2

I am trying to stream data from a large csv file into readline. I tried just piping the readStream from s3 into the readline input, however I faced an error with S3 only allowing a connection to stay open for a certain amount of time.

I am creating the stream from s3 like so:

import * as AWS from 'aws-sdk';
import {s3Env} from '../config';

export default async function createAWSStream(): Promise<SmartStream> {
    return new Promise((resolve, reject) => {
        const params = {
            Bucket: s3Env.bucket,
            Key: s3Env.key
        };

        try {
            const s3 = new AWS.S3({
                accessKeyId: s3Env.accessKey,
                secretAccessKey: s3Env.secret
            });

            s3.headObject(bucketParams, (error, data) => {
                if (error) {
                    throw error
                };

                const stream = s3.getObject(params).createReadStream();

                resolve(stream);
            })
        } catch (error) {
            reject(error);
        }
    })
}

Then I am piping it into readline:

import * as readline from 'readline';
import createAWSStream from './createAWSStream';

export const readCSVFile = async function(): Promise<void> {
  const rStream = await createAWSStream();

  const lineReader = readline.createInterface({
    input: rStream
  });

  for await (const line of lineReader) {
    // process line
  }
}

I found that the timeout for s3 connections was set at 120000ms (2 min). I tried simply raising the timeout, however I ran into more timeout issues from the HTTPS connection.

How can I stream data from AWS S3 the right way without setting a bunch of timeouts to some extremely large timeframe?

about14sheep
  • 1,813
  • 1
  • 11
  • 18

1 Answers1

2

I was able to work in a solution for this using the AWS S3 Range property and creating a custom readable stream with NodeJS Stream API.

* Work to do: Copy the stretch of the S3 streaming question from "for await (const" through "the HTTPS connection." word for word.

* Data section:

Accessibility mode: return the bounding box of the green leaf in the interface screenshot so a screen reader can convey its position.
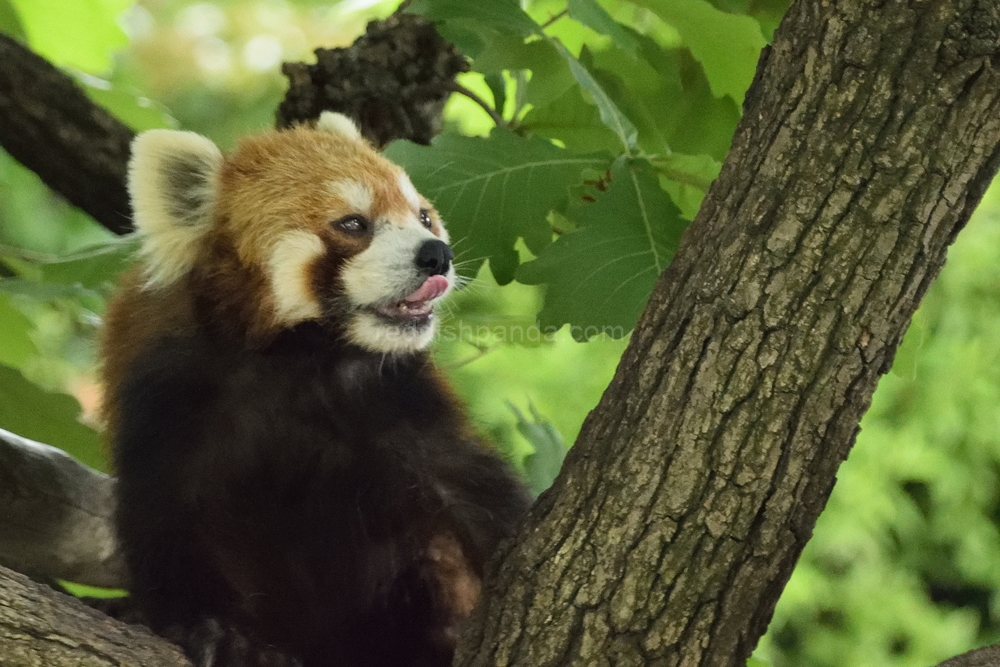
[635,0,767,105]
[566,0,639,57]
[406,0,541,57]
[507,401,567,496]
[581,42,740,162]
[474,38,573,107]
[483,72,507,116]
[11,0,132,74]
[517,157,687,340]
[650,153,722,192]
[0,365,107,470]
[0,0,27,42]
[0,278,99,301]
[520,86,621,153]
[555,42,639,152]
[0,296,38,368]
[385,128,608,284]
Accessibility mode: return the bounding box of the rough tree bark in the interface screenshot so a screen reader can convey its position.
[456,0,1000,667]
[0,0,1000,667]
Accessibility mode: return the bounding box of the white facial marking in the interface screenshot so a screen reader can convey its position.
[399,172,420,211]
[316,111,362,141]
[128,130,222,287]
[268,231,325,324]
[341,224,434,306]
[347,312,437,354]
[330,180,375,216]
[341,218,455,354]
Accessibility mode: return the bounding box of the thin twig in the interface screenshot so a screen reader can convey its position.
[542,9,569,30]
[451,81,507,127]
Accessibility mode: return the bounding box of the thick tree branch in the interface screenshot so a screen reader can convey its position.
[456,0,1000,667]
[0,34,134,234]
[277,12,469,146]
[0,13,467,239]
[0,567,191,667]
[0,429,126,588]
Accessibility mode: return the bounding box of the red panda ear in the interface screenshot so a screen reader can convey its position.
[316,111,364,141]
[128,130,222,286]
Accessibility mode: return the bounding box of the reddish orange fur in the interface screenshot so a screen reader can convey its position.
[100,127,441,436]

* * *

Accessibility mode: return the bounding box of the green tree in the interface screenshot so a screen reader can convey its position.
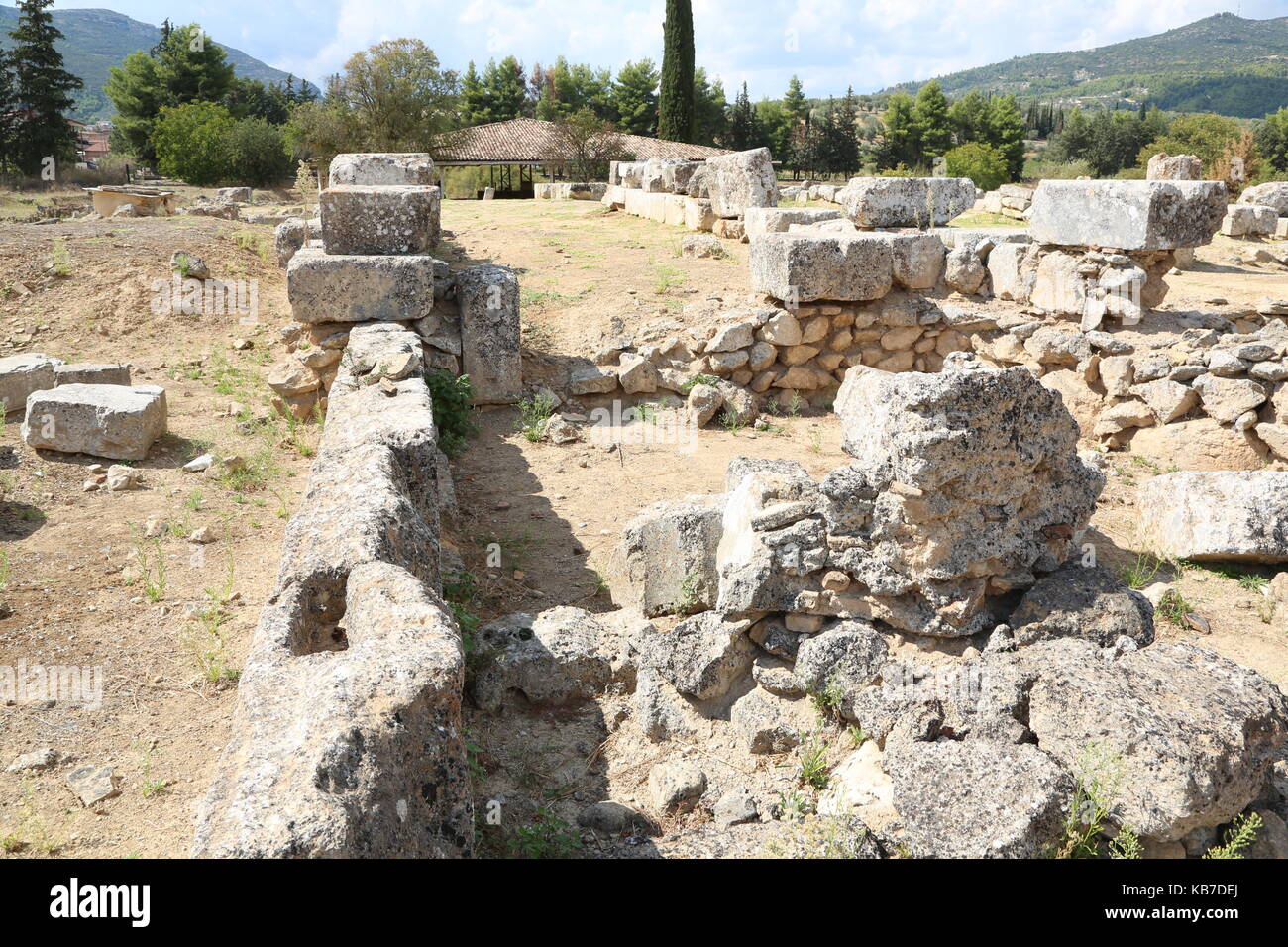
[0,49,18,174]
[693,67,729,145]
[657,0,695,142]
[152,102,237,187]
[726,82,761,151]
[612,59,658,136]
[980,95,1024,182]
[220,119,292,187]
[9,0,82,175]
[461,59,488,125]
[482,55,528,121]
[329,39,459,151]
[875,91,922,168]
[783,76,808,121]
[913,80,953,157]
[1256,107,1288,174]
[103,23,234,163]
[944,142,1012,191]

...

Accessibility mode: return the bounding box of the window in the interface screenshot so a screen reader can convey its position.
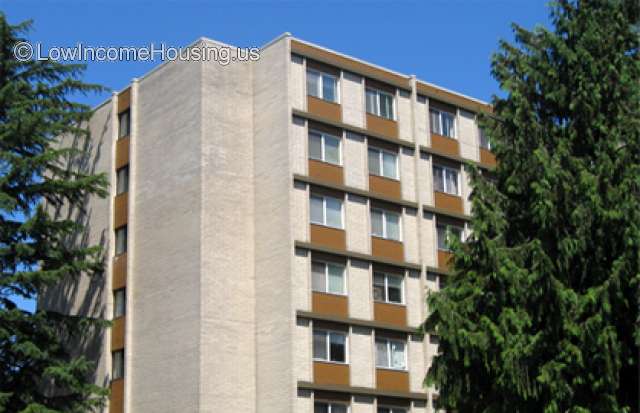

* Finished task:
for await (const line of lineReader) {
    // process line
  }
}

I found that the timeout for s3 connections was set at 120000ms (2 min). I tried simply raising the timeout, however I ran into more timeout issues from the HTTPS connection.